WHAT YOU WILL DO -> Repeat every line of the listing below without changing anything.

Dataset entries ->
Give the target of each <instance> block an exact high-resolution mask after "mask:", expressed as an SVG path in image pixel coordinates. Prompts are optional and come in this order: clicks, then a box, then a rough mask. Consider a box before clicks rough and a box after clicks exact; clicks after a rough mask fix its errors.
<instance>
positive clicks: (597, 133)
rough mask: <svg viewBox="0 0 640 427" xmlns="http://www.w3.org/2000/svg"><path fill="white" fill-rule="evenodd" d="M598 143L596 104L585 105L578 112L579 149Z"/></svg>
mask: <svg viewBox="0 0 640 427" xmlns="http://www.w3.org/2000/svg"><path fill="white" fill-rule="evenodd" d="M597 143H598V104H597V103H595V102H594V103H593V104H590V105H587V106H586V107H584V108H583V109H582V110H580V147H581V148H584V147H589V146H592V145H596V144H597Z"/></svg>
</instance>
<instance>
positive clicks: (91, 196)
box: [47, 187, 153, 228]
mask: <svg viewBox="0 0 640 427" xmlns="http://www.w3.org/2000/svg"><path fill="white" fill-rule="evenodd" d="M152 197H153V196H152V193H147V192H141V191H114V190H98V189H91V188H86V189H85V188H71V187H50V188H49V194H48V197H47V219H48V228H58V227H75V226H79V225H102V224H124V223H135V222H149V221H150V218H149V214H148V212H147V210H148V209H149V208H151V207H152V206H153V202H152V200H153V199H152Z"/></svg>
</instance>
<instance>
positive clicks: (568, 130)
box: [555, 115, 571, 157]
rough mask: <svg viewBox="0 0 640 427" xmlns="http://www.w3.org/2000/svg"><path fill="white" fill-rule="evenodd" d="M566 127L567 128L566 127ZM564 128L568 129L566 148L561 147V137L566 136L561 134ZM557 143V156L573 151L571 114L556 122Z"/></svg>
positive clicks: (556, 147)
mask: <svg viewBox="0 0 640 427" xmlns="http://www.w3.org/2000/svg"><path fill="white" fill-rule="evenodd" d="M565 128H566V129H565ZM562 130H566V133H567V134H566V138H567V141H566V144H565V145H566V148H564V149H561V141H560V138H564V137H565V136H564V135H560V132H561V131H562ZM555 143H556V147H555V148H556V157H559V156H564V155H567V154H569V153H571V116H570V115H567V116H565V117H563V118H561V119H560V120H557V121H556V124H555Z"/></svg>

RESULT FOR THIS TASK ->
Give the target of each <instance> block an exact high-resolution mask after "mask:", expressed as an SVG path in image pixel coordinates. Prompts are optional and come in this order: clicks, then a box, then a rough mask. Consider a box before clicks rough and a box after clicks exact; clicks after a rough mask fix its errors.
<instance>
positive clicks: (597, 133)
rough mask: <svg viewBox="0 0 640 427" xmlns="http://www.w3.org/2000/svg"><path fill="white" fill-rule="evenodd" d="M598 143L596 104L585 105L578 112L579 149Z"/></svg>
mask: <svg viewBox="0 0 640 427" xmlns="http://www.w3.org/2000/svg"><path fill="white" fill-rule="evenodd" d="M597 143H598V104H597V103H595V102H594V103H593V104H590V105H587V106H586V107H584V108H583V109H582V110H580V147H581V148H584V147H589V146H592V145H596V144H597Z"/></svg>
</instance>
<instance>
positive clicks: (91, 196)
box: [47, 187, 153, 228]
mask: <svg viewBox="0 0 640 427" xmlns="http://www.w3.org/2000/svg"><path fill="white" fill-rule="evenodd" d="M152 197H153V196H152V193H147V192H141V191H114V190H98V189H91V188H86V189H85V188H71V187H50V188H49V194H48V197H47V219H48V228H58V227H75V226H79V225H102V224H124V223H135V222H149V221H150V218H149V214H148V212H147V210H148V209H149V208H151V207H152V206H153V202H152V200H153V199H152Z"/></svg>
</instance>
<instance>
positive clicks: (568, 130)
box: [555, 115, 571, 157]
rough mask: <svg viewBox="0 0 640 427" xmlns="http://www.w3.org/2000/svg"><path fill="white" fill-rule="evenodd" d="M566 127L567 128L566 127ZM564 128L568 129L566 148L561 147V137L566 136L561 134ZM557 143V156L573 151L571 114L556 122Z"/></svg>
positive clicks: (556, 147)
mask: <svg viewBox="0 0 640 427" xmlns="http://www.w3.org/2000/svg"><path fill="white" fill-rule="evenodd" d="M565 128H566V129H565ZM562 130H566V133H567V134H566V138H567V141H566V144H565V145H566V148H564V149H561V141H560V138H564V137H565V136H564V135H560V132H561V131H562ZM555 143H556V147H555V148H556V157H559V156H564V155H567V154H569V153H571V116H570V115H567V116H565V117H563V118H561V119H560V120H557V121H556V124H555Z"/></svg>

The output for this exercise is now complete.